Reformulez sous forme de liste, en plus bref, le paragraphe du document commençant par « Sur les airs des célèbres cantiques », en conservant ses faits principaux.

Document
^^^^
Apparitions surprises dans les marchés de Noël, incursion subtile dans un défilé du père Noël… tels les petits lutins taquins, des revendications environnementales se sont furtivement glissées dans plusieurs rassemblements des fêtes au cours des dernières semaines en Abitibi. Les militants festifs atteignent-ils vraiment leur cible ou ne font que gâcher la magie des fêtes?
Sur les airs des célèbres cantiques «Petit papa Noël», «Les anges dans nos campagnes», et «Vive le vent», une «Chorale du peuple» version abitibienne a fait la tournée de quatre marchés de Noël de sa région et chanté les originaux cantiques «Petit pipeline de gaz…», «Le pipeline dans nos campagnes» et «Vive le gaz!». La vingtaine de militants de Gazoduq, parlons-en souhaitait sensibiliser la population abitibienne sur le possible passage du gazoduc qui alimenterait l’usine de liquéfaction de gaz naturel d’Énergie Saguenay.
^^^^
Données
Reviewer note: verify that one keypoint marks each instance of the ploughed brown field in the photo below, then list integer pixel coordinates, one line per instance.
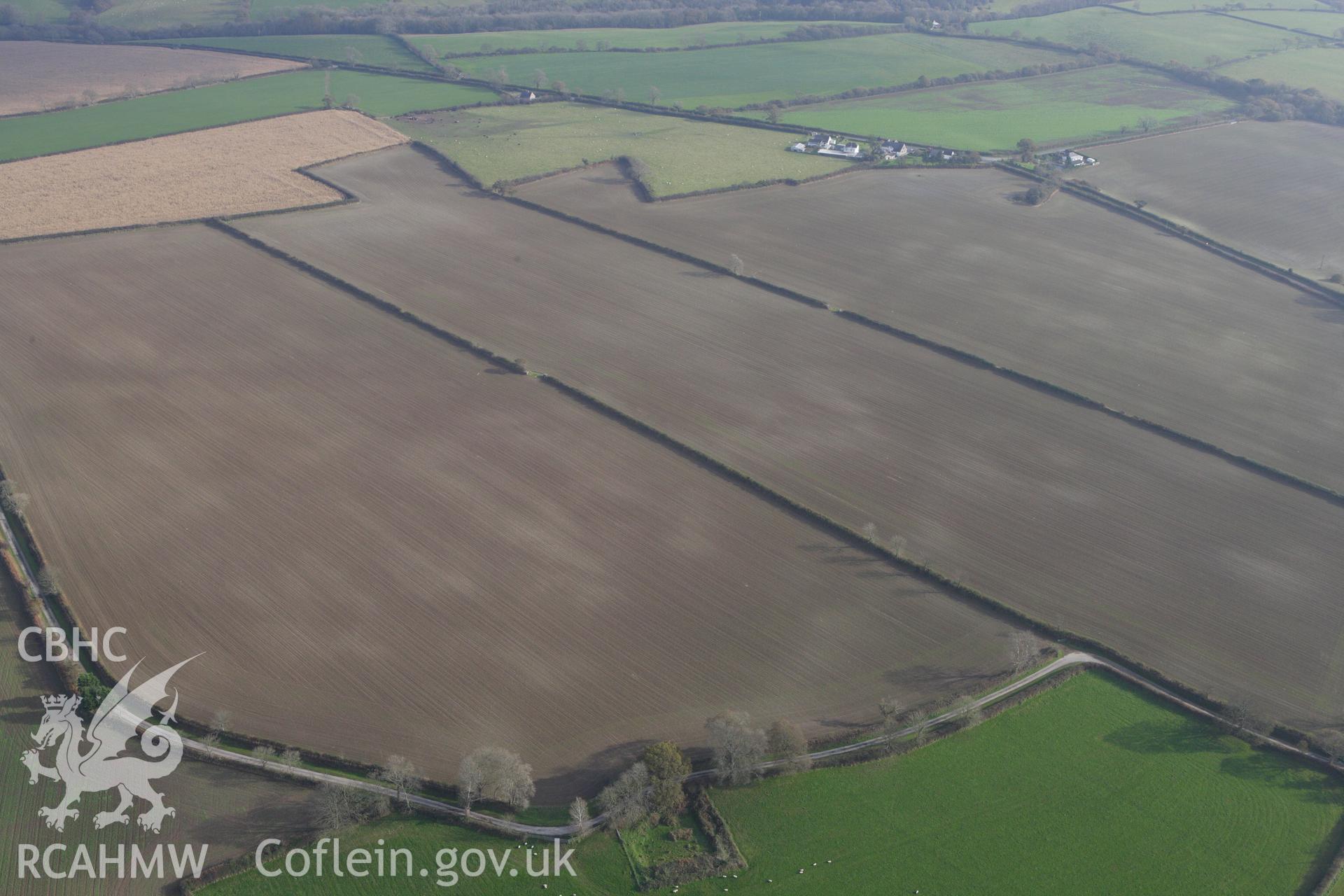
^^^^
Réponse complète
- Une « Chorale du peuple » version abitibienne a fait la tournée de quatre marchés de Noël de sa région.
- Elle a chanté « Petit pipeline de gaz… », « Le pipeline dans nos campagnes » et « Vive le gaz! », sur les airs de « Petit papa Noël », « Les anges dans nos campagnes » et « Vive le vent ».
- La vingtaine de militants de Gazoduq, parlons-en voulait sensibiliser la population abitibienne au possible passage du gazoduc destiné à alimenter l’usine de liquéfaction de gaz naturel d’Énergie Saguenay.